■ **Excerpt to read**:
============================================================

Because the microsphere technique requires steady-state conditions, regional myocardial blood flow data are available for no earlier than 2-3 min after the onset of ischemia, and therefore, no information exists on the relation of regional flow and function during this initial time. With acute coronary occlusion, there may be a transient state of imbalance between blood flow (the major determinant of energy supply) and contractile function (the major determinant of energy demand). However, even during the initial few minutes, the discharge of blood from the vascular capacitance into the microcirculation may serve to match flow and function. After a few minutes of ischemia, there is a consistent relation between the reduced regional myocardial blood flow and reduced function (Fig. 1) (33, 72, 73, 215, 217). The relationship between subendocardial blood flow and systolic wall thickening is particularly close (72), because the inner layers contribute most to transmural wall thickening (74). All these studies demonstrate that during steady-state ischemia, reductions in regional myocardial blood flow are associated with proportionate reductions in regional myocardial function. The paradigm of an imbalance between supply and demand therefore appears to no longer apply as soon as a steady state of reduced regional myocardial blood flow and reduced function has developed.
The relationship between regional myocardial blood flow and function during ischemia varies with the hemodynamic situation. During exercise in conscious dogs with different degrees of coronary stenosis, the relationship between systolic wall thickening and subendocardial or transmural myocardial blood flow is shifted. There is a higher blood flow for a given level of function during exercise as compared with resting conditions, but when myocardial blood flow is normalized for heart rate, i.e., expressed as blood flow per beat rather than blood flow per minute, the relationships at rest and during exercise are again superimposable (73). Similarly, in anesthetized pigs with constant-flow coronary hypoperfusion, the relationship between systolic wall thickening and subendocardial blood flow per minute is shifted to lower function values at increased heart rate; however, the relationships of systolic wall thickening and subendocardial blood flow per beat are superimposable and independent of heart rate (Fig. 2) (97). Such normalization to heart rate appears appropriate, since systolic wall thickening characterizes a representative single cardiac cycle, and therefore, blood flow should also be normalized to a single cardiac cycle. In fact, there is no study in the literature that shows a reduction in systolic wall thickening without a concomitant decrease in subendocardial blood flow per beat during myocardial ischemia. In a study designed to examine the sensitivity of systolic wall thickening for detecting ischemia, dogs with a subcritical coronary stenosis were subjected to treadmill exercise; with a slight reduction in systolic wall thickening, they had increased subendocardial blood flow per minute from the respective values at rest but decreased subendocardial blood flow per beat (120). Thus it appears that subendocardial blood flow per beat determines regional function of ischemic myocardium.

============================================================

(Stored data entries)
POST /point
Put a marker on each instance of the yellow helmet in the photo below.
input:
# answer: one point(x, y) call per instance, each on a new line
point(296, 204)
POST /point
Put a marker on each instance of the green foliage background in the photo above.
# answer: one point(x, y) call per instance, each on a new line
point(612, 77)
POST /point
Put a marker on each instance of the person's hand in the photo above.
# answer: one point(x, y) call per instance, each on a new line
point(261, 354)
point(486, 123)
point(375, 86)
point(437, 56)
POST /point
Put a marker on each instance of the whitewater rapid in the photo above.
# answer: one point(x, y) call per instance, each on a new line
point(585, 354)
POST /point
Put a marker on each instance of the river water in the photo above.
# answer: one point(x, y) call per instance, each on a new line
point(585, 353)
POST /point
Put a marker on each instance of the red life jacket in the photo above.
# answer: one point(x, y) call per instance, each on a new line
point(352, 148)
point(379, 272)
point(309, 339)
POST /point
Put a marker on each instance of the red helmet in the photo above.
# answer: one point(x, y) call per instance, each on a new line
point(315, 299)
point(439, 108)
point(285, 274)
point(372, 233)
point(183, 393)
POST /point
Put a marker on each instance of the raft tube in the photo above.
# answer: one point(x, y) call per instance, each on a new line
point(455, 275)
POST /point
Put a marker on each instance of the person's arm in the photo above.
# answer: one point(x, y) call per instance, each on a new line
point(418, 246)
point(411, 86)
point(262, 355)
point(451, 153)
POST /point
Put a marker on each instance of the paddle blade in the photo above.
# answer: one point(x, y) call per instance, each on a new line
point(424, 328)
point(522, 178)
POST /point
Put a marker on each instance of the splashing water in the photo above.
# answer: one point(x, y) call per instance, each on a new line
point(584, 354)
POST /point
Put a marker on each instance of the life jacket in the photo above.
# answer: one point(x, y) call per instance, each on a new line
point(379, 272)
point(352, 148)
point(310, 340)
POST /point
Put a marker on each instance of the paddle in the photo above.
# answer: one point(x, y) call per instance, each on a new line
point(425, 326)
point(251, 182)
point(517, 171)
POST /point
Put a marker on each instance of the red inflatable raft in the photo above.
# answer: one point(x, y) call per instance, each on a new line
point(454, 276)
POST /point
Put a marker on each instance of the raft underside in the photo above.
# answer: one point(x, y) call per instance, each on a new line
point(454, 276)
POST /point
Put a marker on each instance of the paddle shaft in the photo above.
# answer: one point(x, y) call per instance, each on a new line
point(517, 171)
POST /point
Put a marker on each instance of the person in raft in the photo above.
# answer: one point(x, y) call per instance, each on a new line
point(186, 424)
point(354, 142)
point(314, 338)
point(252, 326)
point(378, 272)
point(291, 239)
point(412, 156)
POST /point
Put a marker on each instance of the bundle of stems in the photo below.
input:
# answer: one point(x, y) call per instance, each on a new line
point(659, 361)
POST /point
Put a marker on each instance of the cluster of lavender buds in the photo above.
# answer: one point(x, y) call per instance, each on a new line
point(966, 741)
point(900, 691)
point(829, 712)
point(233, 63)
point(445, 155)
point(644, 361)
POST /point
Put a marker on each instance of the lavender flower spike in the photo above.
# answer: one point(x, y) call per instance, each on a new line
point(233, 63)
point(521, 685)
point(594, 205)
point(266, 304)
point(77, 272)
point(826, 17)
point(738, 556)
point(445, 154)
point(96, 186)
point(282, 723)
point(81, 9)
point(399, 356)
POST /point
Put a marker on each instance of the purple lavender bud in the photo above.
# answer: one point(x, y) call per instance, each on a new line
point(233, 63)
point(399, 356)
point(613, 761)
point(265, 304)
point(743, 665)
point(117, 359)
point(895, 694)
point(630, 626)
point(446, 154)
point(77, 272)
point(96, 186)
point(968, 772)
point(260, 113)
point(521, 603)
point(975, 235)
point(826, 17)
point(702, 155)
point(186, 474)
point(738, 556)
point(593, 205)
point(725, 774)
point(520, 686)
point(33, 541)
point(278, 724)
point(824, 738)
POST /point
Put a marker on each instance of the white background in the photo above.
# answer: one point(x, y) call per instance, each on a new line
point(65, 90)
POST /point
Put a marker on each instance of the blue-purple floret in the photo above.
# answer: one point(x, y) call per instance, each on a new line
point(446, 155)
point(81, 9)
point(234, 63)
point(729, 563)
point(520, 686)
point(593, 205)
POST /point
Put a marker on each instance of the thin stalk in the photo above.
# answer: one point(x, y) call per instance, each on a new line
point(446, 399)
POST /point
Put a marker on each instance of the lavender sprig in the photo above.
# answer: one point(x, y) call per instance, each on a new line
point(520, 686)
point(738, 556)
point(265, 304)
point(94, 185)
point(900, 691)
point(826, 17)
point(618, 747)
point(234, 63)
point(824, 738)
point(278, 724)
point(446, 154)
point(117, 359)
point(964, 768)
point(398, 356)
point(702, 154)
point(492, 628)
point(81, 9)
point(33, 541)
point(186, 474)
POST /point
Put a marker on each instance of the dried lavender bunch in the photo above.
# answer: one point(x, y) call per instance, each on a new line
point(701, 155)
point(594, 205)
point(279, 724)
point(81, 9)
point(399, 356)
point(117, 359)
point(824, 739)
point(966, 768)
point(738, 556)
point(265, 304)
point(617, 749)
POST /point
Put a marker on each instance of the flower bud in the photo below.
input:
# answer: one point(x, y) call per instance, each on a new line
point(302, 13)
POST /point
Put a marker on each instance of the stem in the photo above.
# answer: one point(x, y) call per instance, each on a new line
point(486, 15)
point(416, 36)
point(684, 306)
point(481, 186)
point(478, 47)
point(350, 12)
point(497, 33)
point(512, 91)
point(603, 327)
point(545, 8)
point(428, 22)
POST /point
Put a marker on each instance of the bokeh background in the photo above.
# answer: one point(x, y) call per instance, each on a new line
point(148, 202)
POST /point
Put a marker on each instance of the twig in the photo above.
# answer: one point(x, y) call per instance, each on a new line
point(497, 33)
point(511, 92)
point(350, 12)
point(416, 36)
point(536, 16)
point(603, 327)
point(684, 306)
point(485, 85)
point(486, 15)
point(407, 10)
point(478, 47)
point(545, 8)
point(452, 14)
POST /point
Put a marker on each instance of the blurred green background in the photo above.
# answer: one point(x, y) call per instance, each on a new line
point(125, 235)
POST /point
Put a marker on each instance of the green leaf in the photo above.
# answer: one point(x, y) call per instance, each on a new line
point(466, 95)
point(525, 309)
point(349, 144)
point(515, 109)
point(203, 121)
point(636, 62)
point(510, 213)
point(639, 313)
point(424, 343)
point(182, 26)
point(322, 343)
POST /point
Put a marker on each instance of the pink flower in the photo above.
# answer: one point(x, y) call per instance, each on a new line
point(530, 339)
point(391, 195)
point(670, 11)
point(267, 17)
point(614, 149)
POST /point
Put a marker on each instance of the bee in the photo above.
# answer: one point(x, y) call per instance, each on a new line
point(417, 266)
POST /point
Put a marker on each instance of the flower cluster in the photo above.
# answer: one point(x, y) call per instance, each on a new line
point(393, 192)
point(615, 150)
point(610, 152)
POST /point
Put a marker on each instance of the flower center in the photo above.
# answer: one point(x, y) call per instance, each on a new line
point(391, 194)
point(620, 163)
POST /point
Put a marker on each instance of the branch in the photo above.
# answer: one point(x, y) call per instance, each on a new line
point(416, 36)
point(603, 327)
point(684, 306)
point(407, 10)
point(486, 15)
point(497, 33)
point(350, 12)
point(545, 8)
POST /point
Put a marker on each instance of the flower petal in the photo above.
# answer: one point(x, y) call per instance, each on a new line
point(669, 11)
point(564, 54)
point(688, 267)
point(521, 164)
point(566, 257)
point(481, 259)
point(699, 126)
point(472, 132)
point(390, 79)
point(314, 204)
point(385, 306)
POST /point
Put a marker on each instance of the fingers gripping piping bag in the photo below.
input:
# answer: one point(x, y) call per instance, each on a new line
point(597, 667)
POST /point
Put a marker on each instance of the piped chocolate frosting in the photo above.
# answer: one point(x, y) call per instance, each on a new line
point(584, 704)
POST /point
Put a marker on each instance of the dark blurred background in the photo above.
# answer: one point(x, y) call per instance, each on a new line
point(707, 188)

============================================================

■ **Work task 1**:
According to the excerpt on myocardial blood flow during ischemia, what determines the regional function of ischemic myocardium?
■ **Work task 2**:
Carry on the excerpt on myocardial blood flow and function during ischemia from its final sentence.

■ **Your response 1**:
Subendocardial blood flow per beat.

■ **Your response 2**:
When equating perfusion-contraction matching, however, with an energetic supply-demand balance, a few caveats should be noted. Whereas regional blood flow is certainly the major determinant of oxygen supply as oxygen extraction is close to maximal and subject to little variation, anaerobic glycolysis may contribute to energy supply during myocardial ischemia (113, 153, 175). On the other hand, systolic wall excursion (segment shortening or wall thickening) does not account for wall tension, and wall tension even in akinetic myocardium may be surprisingly high (78) and contribute substantially to energy demand during ischemia. C. Mechanisms of Acute Ischemic Contractile Dysfunction
Adenosine 5'-triphosphate is well accepted to be the ultimate source of energy for the contractile process. Understandably then, the effect of acute myocardial ischemia on the concentration of ATP has been proposed as the mechanism of acute ischemic contractile dysfunction (88; see Table 1). A causal link between the appearance of regional ischemic contractile dysfunction and the loss of regional myocardial ATP, however, has never been proven experimentally. In the inner myocardial layers of anesthetized swine, the ATP concentration is reduced within 15 cardiac cycles after an acute reduction in myocardial blood flow; however, contractile dysfunction occurs even more rapidly, within the first few cardiac cycles (7).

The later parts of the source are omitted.